## begin Document section

The new standard is not effective (required) for most Plan audits that will be conducted during 2021. However, your auditor may “early adopt” which means that they will conduct the 2021 audits to the new standard. It is a good idea to check with them early in the audit process regarding this potential change.
Once the auditor adopts the new standard, there will be changes required to some procedures and the letters utilized in the process will substantially change. However, the ability for the auditor to rely upon the asset certification is still applicable under the new standard. Please view other Summit CPA blog posts regarding the new standard for more information in this area.
To ensure your audit can still be conducted utilizing an asset certification, review the following conditions:
- The entity providing the certification over the plan assets must be a qualified institution. Banks, insurance companies and trust companies, generally are qualified as they are regulated and subject to periodic examination by a state or federal agency. Securities brokerage firms are not regulated and examined periodically so they do not meet the requirements and cannot provide a valid certification.
- The certification must include the words “complete and accurate” and refer to the information that the entity is providing the certification over. In addition, it must be signed by an authorized individual of the certifying institution.

## end Document section

**Written instruction 1:** According to the audit text, what words must the certification include?
The rows that follow have no connection to the audit text above.

## begin Entries supplied

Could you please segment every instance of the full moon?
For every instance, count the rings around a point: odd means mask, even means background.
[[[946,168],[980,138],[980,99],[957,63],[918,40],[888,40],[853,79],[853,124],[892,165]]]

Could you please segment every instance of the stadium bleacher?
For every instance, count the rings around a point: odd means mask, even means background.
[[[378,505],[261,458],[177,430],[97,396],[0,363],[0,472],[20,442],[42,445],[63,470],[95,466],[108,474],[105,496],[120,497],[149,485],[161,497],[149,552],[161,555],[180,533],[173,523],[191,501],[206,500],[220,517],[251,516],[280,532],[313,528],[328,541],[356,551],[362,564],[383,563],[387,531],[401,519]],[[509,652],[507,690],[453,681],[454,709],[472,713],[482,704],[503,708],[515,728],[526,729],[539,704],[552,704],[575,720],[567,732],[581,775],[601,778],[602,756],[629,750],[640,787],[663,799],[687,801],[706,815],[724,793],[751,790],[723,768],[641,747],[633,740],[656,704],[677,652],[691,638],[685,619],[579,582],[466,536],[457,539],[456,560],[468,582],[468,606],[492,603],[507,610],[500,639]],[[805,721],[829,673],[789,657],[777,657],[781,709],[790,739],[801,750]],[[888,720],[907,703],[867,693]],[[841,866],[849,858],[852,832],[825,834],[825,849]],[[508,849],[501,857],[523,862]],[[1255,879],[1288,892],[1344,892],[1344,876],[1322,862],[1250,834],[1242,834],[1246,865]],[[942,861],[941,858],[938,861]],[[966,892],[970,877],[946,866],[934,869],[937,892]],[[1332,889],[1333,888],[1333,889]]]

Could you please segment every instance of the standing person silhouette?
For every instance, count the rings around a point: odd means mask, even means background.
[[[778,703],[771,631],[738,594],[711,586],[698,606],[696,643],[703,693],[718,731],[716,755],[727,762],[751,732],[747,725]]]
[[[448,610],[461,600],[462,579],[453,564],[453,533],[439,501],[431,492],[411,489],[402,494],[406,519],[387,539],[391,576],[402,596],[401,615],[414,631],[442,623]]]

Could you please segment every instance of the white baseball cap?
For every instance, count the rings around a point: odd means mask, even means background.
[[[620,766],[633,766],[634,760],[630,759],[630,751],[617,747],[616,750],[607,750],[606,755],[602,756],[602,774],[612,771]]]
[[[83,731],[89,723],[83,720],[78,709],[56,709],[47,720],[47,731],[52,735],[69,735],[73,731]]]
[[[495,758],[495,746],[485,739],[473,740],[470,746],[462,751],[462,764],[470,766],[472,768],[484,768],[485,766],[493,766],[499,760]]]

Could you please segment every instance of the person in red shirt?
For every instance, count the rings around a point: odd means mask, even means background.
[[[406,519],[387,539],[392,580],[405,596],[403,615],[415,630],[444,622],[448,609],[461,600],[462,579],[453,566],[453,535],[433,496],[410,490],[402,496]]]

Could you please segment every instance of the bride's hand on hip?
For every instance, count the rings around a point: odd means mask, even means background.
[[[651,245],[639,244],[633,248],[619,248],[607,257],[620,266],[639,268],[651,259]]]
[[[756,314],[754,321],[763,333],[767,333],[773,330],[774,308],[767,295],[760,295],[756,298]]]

## end Entries supplied

**Written instruction 2:** Retype the rows from the line with "Could you please segment every instance of the person" through the end of the rows.

**Written answer 1:** It must include the words “complete and accurate.”

**Written answer 2:**
Could you please segment every instance of the person in red shirt?
For every instance, count the rings around a point: odd means mask, even means background.
[[[406,519],[387,539],[392,580],[405,596],[403,615],[415,630],[444,622],[448,609],[461,600],[462,579],[453,566],[453,535],[433,496],[410,490],[402,496]]]

Could you please segment every instance of the bride's hand on hip?
For every instance, count the rings around a point: odd means mask, even means background.
[[[651,245],[639,244],[633,248],[619,248],[607,257],[620,266],[639,268],[651,259]]]
[[[756,314],[754,321],[763,333],[767,333],[773,330],[774,308],[767,295],[760,295],[756,298]]]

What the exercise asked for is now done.